** START OF AVAILABLE RECORDS **

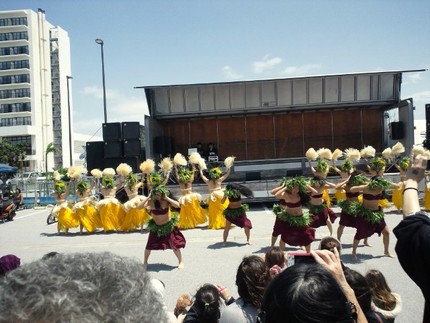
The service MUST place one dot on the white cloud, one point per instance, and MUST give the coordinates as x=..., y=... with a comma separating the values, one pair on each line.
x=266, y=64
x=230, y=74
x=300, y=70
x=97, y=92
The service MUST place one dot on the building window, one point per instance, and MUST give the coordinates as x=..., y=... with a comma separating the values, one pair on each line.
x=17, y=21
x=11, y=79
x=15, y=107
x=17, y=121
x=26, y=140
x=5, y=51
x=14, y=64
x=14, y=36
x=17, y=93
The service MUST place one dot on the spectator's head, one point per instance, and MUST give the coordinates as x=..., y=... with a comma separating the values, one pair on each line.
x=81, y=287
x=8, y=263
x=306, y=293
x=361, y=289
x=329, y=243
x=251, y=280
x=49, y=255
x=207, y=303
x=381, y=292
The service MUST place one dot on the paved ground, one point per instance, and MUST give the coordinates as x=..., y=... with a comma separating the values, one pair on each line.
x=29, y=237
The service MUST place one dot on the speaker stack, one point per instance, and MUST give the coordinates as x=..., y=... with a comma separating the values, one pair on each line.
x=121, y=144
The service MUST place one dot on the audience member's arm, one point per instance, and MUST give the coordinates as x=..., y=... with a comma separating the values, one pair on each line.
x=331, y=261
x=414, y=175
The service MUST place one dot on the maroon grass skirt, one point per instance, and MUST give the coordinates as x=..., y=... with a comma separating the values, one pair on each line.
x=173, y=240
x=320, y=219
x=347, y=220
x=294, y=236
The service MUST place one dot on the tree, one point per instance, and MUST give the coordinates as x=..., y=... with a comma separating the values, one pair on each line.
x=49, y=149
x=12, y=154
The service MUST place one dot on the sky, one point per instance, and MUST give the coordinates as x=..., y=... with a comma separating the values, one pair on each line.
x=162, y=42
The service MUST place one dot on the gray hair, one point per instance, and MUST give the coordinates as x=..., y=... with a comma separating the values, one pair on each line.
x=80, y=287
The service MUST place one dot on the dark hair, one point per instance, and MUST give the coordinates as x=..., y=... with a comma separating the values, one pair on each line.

** END OF AVAILABLE RECORDS **

Recast all of the data above as a numbered list with one line per item, leaving out blank lines and the pictures.

• **ANSWER TO THIS PROBLEM**:
1. The service MUST place one dot on the white cloud, one point per instance, and MUST give the coordinates as x=..., y=... with a comma separating the values, one pair on each line.
2. x=266, y=64
3. x=230, y=74
4. x=300, y=70
5. x=97, y=92
6. The service MUST place one dot on the building window, one point per instance, and MUST give the coordinates as x=..., y=... with a comma separating the values, one pair on each line.
7. x=17, y=21
8. x=11, y=79
9. x=15, y=107
10. x=17, y=121
11. x=26, y=140
12. x=5, y=51
13. x=14, y=64
14. x=14, y=36
15. x=17, y=93
16. The service MUST place one dot on the spectator's head, one point per instance, and MUST give the coordinates as x=..., y=... with a comma separating the values, one pair on each line.
17. x=81, y=287
18. x=8, y=263
19. x=306, y=293
20. x=361, y=289
21. x=329, y=243
22. x=251, y=280
23. x=49, y=255
24. x=207, y=303
25. x=381, y=292
26. The service MUST place one dot on the paved ground, one point per instance, and MUST give the coordinates as x=..., y=... with a comma separating the values, one pair on each line.
27. x=29, y=237
28. The service MUST place one dot on the speaker stack, one point per instance, and MUST give the coordinates as x=..., y=... with a comma separating the values, one pair on each line.
29. x=121, y=144
30. The service MUST place one dot on the audience member's arm, one point per instance, and MUST give the coordinates as x=..., y=... with a comma separating the values, one pair on each line.
31. x=331, y=261
32. x=414, y=175
33. The service MUST place one dot on the maroon grass skirt, one point per instance, and MUST give the coordinates as x=..., y=... with a comma separating the values, one pair on each line.
34. x=173, y=240
35. x=320, y=219
36. x=347, y=220
37. x=294, y=236
38. The service MUST place one dot on the tree, one point per instance, and MUST give the coordinates as x=..., y=... with a comma separating the values, one pair on each line.
39. x=49, y=149
40. x=12, y=154
41. The service MUST place one dot on the sky, one point per instance, and MUST give the coordinates as x=..., y=... with a comma separating the values, one pair on each line.
42. x=162, y=42
43. The service MUST place one dot on the gray hair, one point per instance, and MUST give the coordinates as x=..., y=... with a comma separating the values, one pair on each line.
44. x=80, y=287
45. The service MUST place one dot on the dark hair, one point per instance, and MUST give the coordinates as x=..., y=... with a comma separating the values, one pair on each line.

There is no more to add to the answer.